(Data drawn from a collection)
____________________

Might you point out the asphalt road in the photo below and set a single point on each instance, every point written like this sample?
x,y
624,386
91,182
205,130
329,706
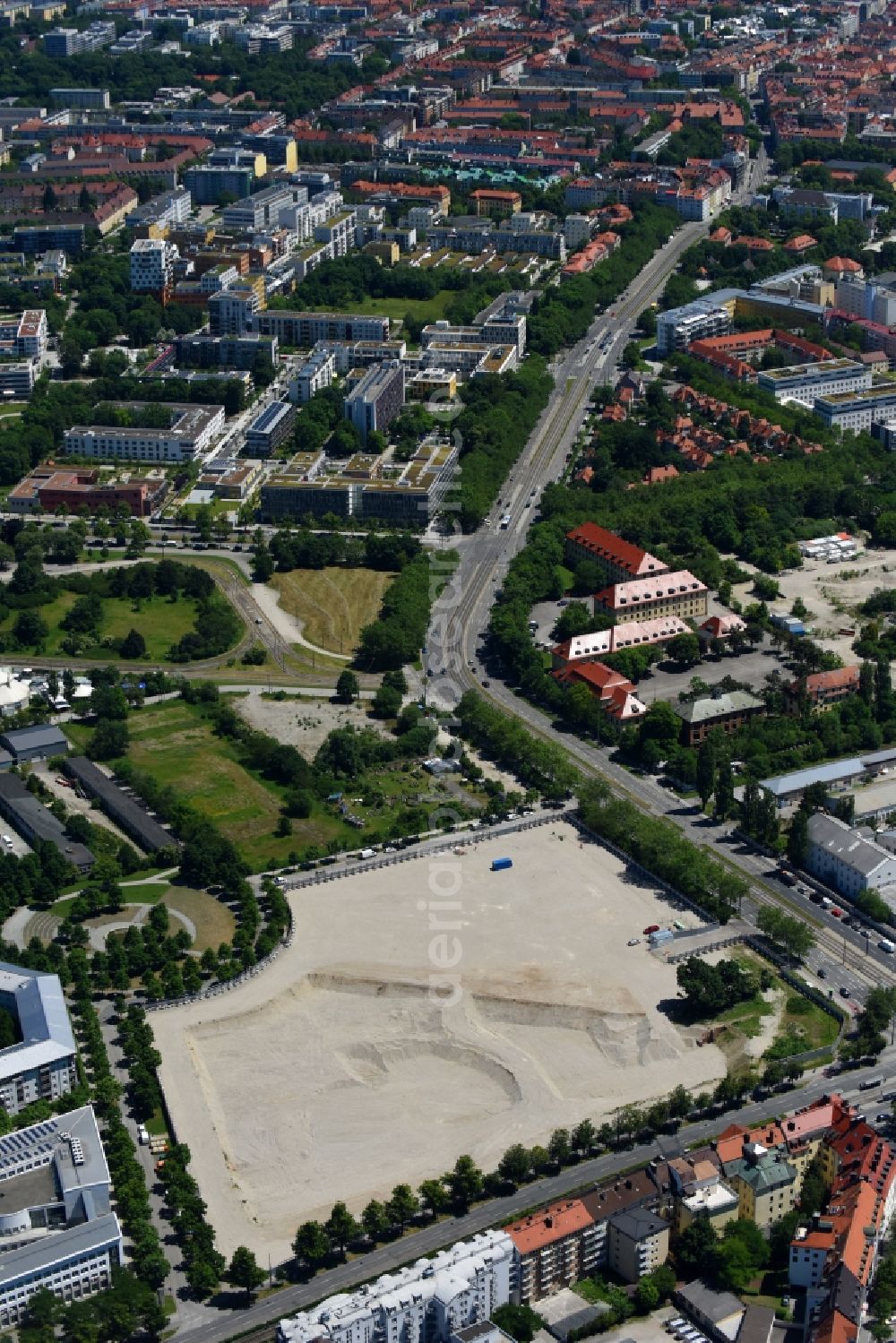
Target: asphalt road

____________________

• _Short exercise_
Quote all of the lines above word for word, omitting the picture from your answer.

• _Answer to the problem_
Might you point out the asphalt road in the photo below and set a single point on each instance, every point written like this sample?
x,y
624,386
91,182
205,130
329,706
Target: asphalt road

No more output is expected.